■ Extracted text
┄┄┄┄┄┄

Mission 501: Looking Forward
In 2020, the coronavirus pandemic and ensuing lockdown and disruptions gave the group a chance to consider both their future and their past. The RM Group chairman Mahendra Kumar Jain rolled out Mission 501, a nod towards the popular nickname by which Babulalji Jain was known in social circles and especially in the city of Bhopal. Mission 501 is slated to unfold over the next five years, till 2025, with the group focusing on developing new verticals while acquiring leadership positions in existing operations.
It is also a clarion call to develop the business beyond the family circle while retaining the values that brought them success in the first place. Rakesh Jain says, “There is no end to the money that can be made but that’s not the only benchmark for achievement. We directly support two thousand five hundred families through our employees – five thousand, if you count transporters, vendors, contractors, service providers and so on. Over the years, through local hiring, engagement and business we have created an ecosystem that is slowly expanding, and it’s important to make sure that it continues and is sustained. It takes a lot of time, perseverance and hard work to keep it on track, and very little to derail it. Our target is to double this ecosystem every five years.”
It’s not an easy task. “The more we grow, the more we are answerable and accountable to an even greater number of people,” he continues. “We had a very strong foundation with what we inherited, and after the agency, our next big milestone was the foray into manufacturing. Launching Mission 501 is a crucial moment and will define our direction for the coming twenty-five to thirty years.”

┄┄┄┄┄┄

■ Task directions
Reproduce, without alteration, everything in the Mission 501 text from "Mission 501: Looking" down to "in existing operations.". The lines that come next bear no relation to the Mission 501 text.

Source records

┄┄┄┄┄┄

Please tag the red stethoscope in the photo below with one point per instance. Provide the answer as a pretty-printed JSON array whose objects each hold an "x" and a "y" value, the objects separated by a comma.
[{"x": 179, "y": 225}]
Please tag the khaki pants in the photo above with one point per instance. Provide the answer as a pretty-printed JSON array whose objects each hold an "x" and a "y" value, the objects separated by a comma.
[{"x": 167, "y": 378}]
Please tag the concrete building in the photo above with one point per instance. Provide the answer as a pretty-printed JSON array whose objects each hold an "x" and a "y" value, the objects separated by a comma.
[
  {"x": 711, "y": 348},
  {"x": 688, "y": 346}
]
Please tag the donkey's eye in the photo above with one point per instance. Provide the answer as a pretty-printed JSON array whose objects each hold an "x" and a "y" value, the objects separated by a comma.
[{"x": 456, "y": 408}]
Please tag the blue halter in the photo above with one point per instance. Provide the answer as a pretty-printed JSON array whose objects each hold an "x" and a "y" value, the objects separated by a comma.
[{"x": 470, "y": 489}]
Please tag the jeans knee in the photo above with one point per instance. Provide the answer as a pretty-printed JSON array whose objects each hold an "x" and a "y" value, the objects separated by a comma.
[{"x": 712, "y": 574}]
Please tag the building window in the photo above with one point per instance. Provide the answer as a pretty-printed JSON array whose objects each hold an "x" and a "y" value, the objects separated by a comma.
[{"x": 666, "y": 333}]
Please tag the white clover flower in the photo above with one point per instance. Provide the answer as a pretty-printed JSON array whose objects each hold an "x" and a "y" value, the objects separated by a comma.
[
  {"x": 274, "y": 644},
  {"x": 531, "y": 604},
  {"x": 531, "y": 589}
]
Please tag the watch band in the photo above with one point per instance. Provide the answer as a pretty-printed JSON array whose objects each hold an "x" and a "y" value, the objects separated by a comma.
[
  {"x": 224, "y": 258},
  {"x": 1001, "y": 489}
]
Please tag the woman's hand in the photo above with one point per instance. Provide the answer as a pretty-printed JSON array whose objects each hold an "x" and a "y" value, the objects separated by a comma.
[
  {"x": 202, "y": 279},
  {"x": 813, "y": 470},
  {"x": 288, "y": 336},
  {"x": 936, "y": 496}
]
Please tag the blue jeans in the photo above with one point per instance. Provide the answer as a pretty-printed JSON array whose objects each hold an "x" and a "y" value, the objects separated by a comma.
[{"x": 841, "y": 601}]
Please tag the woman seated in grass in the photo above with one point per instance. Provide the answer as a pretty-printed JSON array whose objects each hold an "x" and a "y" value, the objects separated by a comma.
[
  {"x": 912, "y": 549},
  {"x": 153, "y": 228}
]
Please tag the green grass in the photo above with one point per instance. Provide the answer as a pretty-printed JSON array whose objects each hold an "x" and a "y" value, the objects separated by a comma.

┄┄┄┄┄┄

■ Expected answer
Mission 501: Looking Forward
In 2020, the coronavirus pandemic and ensuing lockdown and disruptions gave the group a chance to consider both their future and their past. The RM Group chairman Mahendra Kumar Jain rolled out Mission 501, a nod towards the popular nickname by which Babulalji Jain was known in social circles and especially in the city of Bhopal. Mission 501 is slated to unfold over the next five years, till 2025, with the group focusing on developing new verticals while acquiring leadership positions in existing operations.